▸ **Aim of the exercise**:
Can you copy every one of the records below verbatim, line by line, without changing anything?

▸ **Raw data**:
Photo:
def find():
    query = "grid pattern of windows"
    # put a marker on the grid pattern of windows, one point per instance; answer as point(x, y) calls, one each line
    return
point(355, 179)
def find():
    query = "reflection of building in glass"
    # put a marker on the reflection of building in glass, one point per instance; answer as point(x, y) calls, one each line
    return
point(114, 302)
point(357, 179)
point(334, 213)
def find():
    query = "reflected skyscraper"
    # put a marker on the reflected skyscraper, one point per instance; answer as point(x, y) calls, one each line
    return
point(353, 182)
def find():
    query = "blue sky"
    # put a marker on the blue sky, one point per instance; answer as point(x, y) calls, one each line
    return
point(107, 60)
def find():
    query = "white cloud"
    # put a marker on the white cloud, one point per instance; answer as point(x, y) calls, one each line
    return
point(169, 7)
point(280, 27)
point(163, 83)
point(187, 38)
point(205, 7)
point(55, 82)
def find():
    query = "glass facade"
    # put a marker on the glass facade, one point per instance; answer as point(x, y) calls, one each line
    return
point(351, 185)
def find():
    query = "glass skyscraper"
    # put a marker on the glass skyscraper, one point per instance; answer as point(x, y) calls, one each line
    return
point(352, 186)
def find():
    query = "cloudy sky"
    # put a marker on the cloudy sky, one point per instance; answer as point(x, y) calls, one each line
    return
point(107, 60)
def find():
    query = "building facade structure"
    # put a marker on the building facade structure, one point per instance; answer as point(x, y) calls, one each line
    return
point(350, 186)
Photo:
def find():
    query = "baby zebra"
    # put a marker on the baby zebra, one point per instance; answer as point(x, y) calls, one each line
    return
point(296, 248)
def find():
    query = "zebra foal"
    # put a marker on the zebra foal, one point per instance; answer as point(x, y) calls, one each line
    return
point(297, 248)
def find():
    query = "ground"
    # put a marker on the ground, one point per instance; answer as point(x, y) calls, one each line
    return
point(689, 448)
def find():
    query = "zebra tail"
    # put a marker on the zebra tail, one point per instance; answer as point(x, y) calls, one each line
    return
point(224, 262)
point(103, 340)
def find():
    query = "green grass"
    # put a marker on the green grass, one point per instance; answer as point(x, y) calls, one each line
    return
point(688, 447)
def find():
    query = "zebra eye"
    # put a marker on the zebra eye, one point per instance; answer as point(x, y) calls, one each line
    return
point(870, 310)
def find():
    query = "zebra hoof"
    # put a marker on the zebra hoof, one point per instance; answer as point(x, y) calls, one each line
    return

▸ **Response**:
Photo:
def find():
    query = "grid pattern of windows"
    # put a marker on the grid pattern of windows, one point per instance; answer as point(x, y) calls, one each line
    return
point(355, 179)
def find():
    query = "reflection of building in glass"
    # put a marker on the reflection of building in glass, one point per instance; answer as point(x, y) calls, one each line
    return
point(114, 302)
point(357, 179)
point(334, 213)
def find():
    query = "reflected skyscraper"
    # put a marker on the reflected skyscraper, one point per instance; answer as point(x, y) calls, one each line
    return
point(353, 182)
def find():
    query = "blue sky"
    # put a marker on the blue sky, one point per instance; answer as point(x, y) calls, one each line
    return
point(107, 60)
def find():
    query = "white cloud"
    # put a marker on the white cloud, one point per instance; answer as point(x, y) calls, one each line
    return
point(169, 7)
point(280, 27)
point(163, 83)
point(187, 38)
point(205, 7)
point(55, 82)
def find():
    query = "glass facade"
    # put a marker on the glass facade, one point per instance; answer as point(x, y) calls, one each line
    return
point(351, 185)
def find():
    query = "glass skyscraper"
    # put a marker on the glass skyscraper, one point per instance; answer as point(x, y) calls, one each line
    return
point(352, 186)
def find():
    query = "cloudy sky"
    # put a marker on the cloudy sky, one point per instance; answer as point(x, y) calls, one each line
    return
point(107, 60)
def find():
    query = "building facade structure"
    # put a marker on the building facade structure, one point per instance; answer as point(x, y) calls, one each line
    return
point(350, 186)
Photo:
def find():
    query = "baby zebra"
    # put a marker on the baby zebra, one point per instance; answer as point(x, y) calls, one each line
    return
point(296, 248)
def find():
    query = "zebra foal"
    # put a marker on the zebra foal, one point per instance; answer as point(x, y) calls, one each line
    return
point(297, 248)
def find():
    query = "ground"
    # put a marker on the ground, one point per instance; answer as point(x, y) calls, one each line
    return
point(689, 448)
def find():
    query = "zebra tail"
    # put a marker on the zebra tail, one point per instance; answer as point(x, y) calls, one each line
    return
point(224, 262)
point(103, 340)
def find():
    query = "green grass"
    # put a marker on the green grass, one point per instance; answer as point(x, y) calls, one each line
    return
point(688, 447)
def find():
    query = "zebra eye"
    # put a marker on the zebra eye, one point per instance; answer as point(x, y) calls, one each line
    return
point(870, 310)
def find():
    query = "zebra hoof"
    # put a marker on the zebra hoof, one point per instance; answer as point(x, y) calls, one each line
    return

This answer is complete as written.